§ **Исходный текст**:
....

Митя Алешковский: Сегодня показывали минуту молчания, которую объявил Путин, там Тулеева за руку держат, чтобы он не упал. То есть он настолько беспомощный старый человек, что он стоит и его просто за руку держат. Как этот человек может управлять чем-то?
Елена Фанайлова: Подсказывают мне продюсеры, что Павел Пожигайло с ним рядом стоял. Очень любопытная информация. Вот этот столп, который, видимо, пародия на поздние годы Леонида Ильича Брежнева.
Митя Алешковский: Зачем это? Не заберешь же ты с собой в гроб, в могилу.
Елена Фанайлова: Давайте снова послушаем Наташу Джанполадову. Как акция проходит, какие новости?
Наталья Джанполадова: Люди на Пушкинскую площадь продолжают прибывать. Здесь уже, наверное, несколько тысяч человек, очень плотно все стоят. К памятнику Пушкину возлагают цветы, игрушки, свечи. Люди передают цветы, потому что пробиться к памятнику просто невозможно. Организаторы акции просили не призывать ни к каким политическим лозунгам, не использовать эту акцию в политических целях. Но начались крики, люди требуют отправить власти в отставку. Полиция пока не вмешивается.
Елена Фанайлова: Акция заявлена до 22 часов, и народ туда будет еще идти. Я предлагаю посмотреть опрос на улицах Москвы. У нас вопрос сегодня был к людям: считают ли они адекватными действия властей от Путина до Тулеева в отношении кемеровской трагедии?

....

§ **Фрагмент данных**:

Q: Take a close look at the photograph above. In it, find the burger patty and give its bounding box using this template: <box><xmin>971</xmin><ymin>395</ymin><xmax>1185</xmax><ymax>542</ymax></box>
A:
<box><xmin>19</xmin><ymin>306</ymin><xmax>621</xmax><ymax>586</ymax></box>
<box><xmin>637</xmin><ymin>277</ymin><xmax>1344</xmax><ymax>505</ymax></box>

....

§ **Задание 1**: Изложите в виде краткого списка абзац исходного текста, начинающийся словами «Люди на Пушкинскую площадь продолжают прибывать», и сохраните все основные факты.
§ **Задание 2**:
Ответьте по исходному тексту на вопросы, помечая ответы так же, как вопросы:
(а) Что, по словам Мити Алешковского, делали с Тулеевым во время минуты молчания?
(б) До которого часа заявлена акция?
(в) Какой вопрос задавали людям на улицах Москвы?
§ **Задание 3**: Замените «Пушкинскую площадь» на «Манежную площадь» и приведите фрагмент исходного текста от «Митя Алешковский: Зачем» до «отношении кемеровской трагедии?».
Данные никак не связаны с исходным текстом.

§ **Результат выполнения 1**:
- Люди продолжают приходить на Пушкинскую площадь. Там уже, вероятно, несколько тысяч человек, и все стоят очень плотно.
- К памятнику Пушкину возлагают цветы, игрушки и свечи. Цветы передают из рук в руки, потому что пробиться к памятнику невозможно.
- Организаторы просили не выдвигать политических лозунгов и не использовать акцию в политических целях.
- Тем не менее начались крики: люди требуют отправить власти в отставку.
- Полиция пока не вмешивается.

§ **Результат выполнения 2**:
(а) Его держали за руку, чтобы он не упал.
(б) До 22 часов.
(в) Считают ли они адекватными действия властей от Путина до Тулеева в отношении кемеровской трагедии.

§ **Результат выполнения 3**:
Митя Алешковский: Зачем это? Не заберешь же ты с собой в гроб, в могилу.
Елена Фанайлова: Давайте снова послушаем Наташу Джанполадову. Как акция проходит, какие новости?
Наталья Джанполадова: Люди на Манежную площадь продолжают прибывать. Здесь уже, наверное, несколько тысяч человек, очень плотно все стоят. К памятнику Пушкину возлагают цветы, игрушки, свечи. Люди передают цветы, потому что пробиться к памятнику просто невозможно. Организаторы акции просили не призывать ни к каким политическим лозунгам, не использовать эту акцию в политических целях. Но начались крики, люди требуют отправить власти в отставку. Полиция пока не вмешивается.
Елена Фанайлова: Акция заявлена до 22 часов, и народ туда будет еще идти. Я предлагаю посмотреть опрос на улицах Москвы. У нас вопрос сегодня был к людям: считают ли они адекватными действия властей от Путина до Тулеева в отношении кемеровской трагедии?